A run of records
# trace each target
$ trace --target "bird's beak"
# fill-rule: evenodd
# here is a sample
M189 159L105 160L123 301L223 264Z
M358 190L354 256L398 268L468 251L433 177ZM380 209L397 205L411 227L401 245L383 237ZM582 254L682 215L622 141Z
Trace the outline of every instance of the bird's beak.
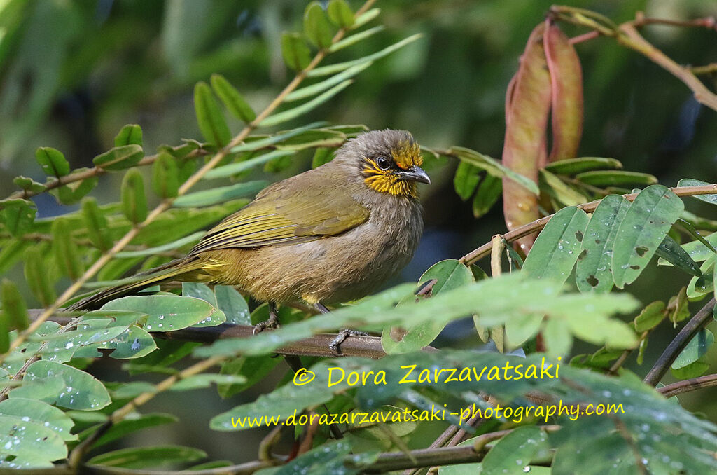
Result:
M414 165L407 170L402 170L397 172L397 174L401 179L431 184L431 179L428 177L428 174L420 166Z

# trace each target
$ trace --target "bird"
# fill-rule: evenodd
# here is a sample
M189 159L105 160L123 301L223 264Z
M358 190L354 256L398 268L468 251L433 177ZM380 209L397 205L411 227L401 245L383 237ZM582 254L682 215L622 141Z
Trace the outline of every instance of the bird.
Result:
M406 131L371 131L334 158L275 183L210 229L184 258L100 291L67 309L92 310L168 281L233 286L269 304L305 303L326 313L379 290L412 258L423 232L417 183L431 181L421 149ZM339 332L331 351L355 330Z

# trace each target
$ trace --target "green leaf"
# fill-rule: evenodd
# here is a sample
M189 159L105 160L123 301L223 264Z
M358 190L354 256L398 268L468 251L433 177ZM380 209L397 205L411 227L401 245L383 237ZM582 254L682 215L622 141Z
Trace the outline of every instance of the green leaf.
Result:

◆ **Task to complete**
Restate the records word for word, omitting images.

◆ **Result of this exercise**
# trace each target
$ trace --target "bird's beak"
# fill-rule: evenodd
# here is a sample
M189 159L105 160L123 301L223 264Z
M358 190L354 256L398 268L468 251L433 177ZM380 209L397 205L411 227L401 245L383 237ZM582 254L682 215L622 141Z
Trace the outline of every instance of the bird's beak.
Result:
M414 165L407 170L402 170L397 172L397 174L401 179L431 184L431 179L428 177L428 174L420 166Z

# trace each target
$ trace --target "bird"
# fill-rule: evenodd
# here is a sample
M189 159L105 160L123 301L223 264Z
M358 190L354 256L398 268L468 251L433 177ZM380 209L397 205L411 227L401 245L383 237ZM582 254L682 215L622 141Z
Trace the outline of every instance of the bird.
Result:
M406 131L371 131L334 158L275 183L210 229L184 258L100 291L67 309L92 310L168 281L233 286L269 304L305 303L326 313L379 290L412 258L423 232L417 183L431 181L421 149ZM339 332L331 351L355 330Z

# trace each target
$ trace --target "green leaf"
# fill-rule: evenodd
# here is a sample
M189 159L105 160L123 301L223 264Z
M358 190L354 256L398 268L468 251L433 177ZM380 209L397 205L411 227L401 245L383 237ZM582 254L682 215L622 141Z
Trace the outline of every instance of the green leaf.
Result:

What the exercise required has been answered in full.